--- Passage to read ---

Chiro-Nonsense: Thoughts on Crazy Chiropractic: A Horror Story

Chiropractors get a bad rep, don't they? A while back my back was hurting (ha, did you catch that? Back, back? I'm so d@mn clever!). Leftover from childbirth, pregnancy, months of carrying Little Miss Rowdy. So I asked my primary for a referral, which he provided without any opinion on which of the zillion or so chiropractors in the area I should see.

Which left me with the, oh, three or so options my insurance company provided. First on the list: a husband and wife team in a nice building adjacent to a golf course. Perfect!

So I went.

And that's when things got ... weird.

First off, the office was eerie. Waiting room clean to the point of perfection, no stray reading material or chewed up toys, no lint or little bits of stuff people track in on their shoes. But I like clean. Clean is good, right?

Then there was the sign above the expansive doorway which led to the exam rooms: "We Respect the Design as Well as the Designer." Ugh, was I going to get adjusted or saved? Not that I have any real issue with business people carrying their faith into the office. One of the doctors in our family practice of our GP drops little quips about "design" and the "designer." He's a better doctor for it, I think. But to use big fake brass letters to literally spell it out above the door?

Moving on to the adjustment. I expected a little awkwardness for the X-rays. Hard to get a good X-ray with bra clasps and zippers and whatever else, but the adjustments likewise required a medical gown. Because ... (here's the best part) ... the guy used a thermometer to judge which vertebrae needed adjustment. The theory was that minuscule changes in temperature told him where there was inflammation, so when the thermometer registered a temp increase he'd MARK MY BACK WITH A PEN. Then he brought in an elephant and had it stomp on me. More or less. None of the gentle feeling around for the right spot, just a gigantic CRUNCH on the little blue X (or red, whatever, I never saw the pen).

What's worse, despite the creepy feeling and increase in pain after each visit, I went back three times. I don't trust my creep-o-meter like I should, likely because I worry it's overactive. But in this case, I should have run like the wind after the first visit. I'm hesitant to write it, because the whole experience was just so Strange, but I wonder now if the chiropractor just liked messing with the ties on the gown.

That's not me. Just saying.
One more thing: I could see the computer screen as the secretary was scheduling me for my fourth appointment (which I canceled). She flipped through a full week of appointment pages. Page after page, virtually empty. Explained the clean waiting room.

--- Entries shown ---

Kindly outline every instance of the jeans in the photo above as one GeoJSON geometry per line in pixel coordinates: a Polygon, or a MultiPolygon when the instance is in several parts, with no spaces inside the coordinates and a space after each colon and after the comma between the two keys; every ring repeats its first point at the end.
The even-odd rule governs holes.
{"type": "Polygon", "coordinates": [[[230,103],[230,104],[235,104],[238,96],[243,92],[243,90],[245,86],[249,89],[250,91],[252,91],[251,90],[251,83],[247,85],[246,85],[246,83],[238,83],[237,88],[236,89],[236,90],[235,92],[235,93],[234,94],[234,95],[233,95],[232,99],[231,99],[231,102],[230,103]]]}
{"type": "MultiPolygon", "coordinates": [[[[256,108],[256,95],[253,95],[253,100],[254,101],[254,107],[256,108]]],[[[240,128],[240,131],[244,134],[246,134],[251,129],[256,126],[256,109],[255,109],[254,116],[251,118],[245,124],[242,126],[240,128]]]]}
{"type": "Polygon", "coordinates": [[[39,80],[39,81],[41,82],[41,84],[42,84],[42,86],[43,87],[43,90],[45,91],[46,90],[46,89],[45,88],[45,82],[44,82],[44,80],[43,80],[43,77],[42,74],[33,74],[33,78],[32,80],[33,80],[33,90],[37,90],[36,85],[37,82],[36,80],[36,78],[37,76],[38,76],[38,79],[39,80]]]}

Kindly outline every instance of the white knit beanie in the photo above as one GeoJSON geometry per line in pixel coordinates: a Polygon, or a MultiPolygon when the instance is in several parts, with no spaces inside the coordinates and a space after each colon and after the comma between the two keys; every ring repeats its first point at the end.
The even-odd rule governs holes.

---

Answer these questions about the chiropractic horror story:
(a) What was the building with the husband and wife team next to?
(b) What did the sign above the doorway to the exam rooms say?
(c) What tool did the chiropractor use to decide which vertebrae needed adjustment?

(a) A golf course.
(b) "We Respect the Design as Well as the Designer."
(c) A thermometer.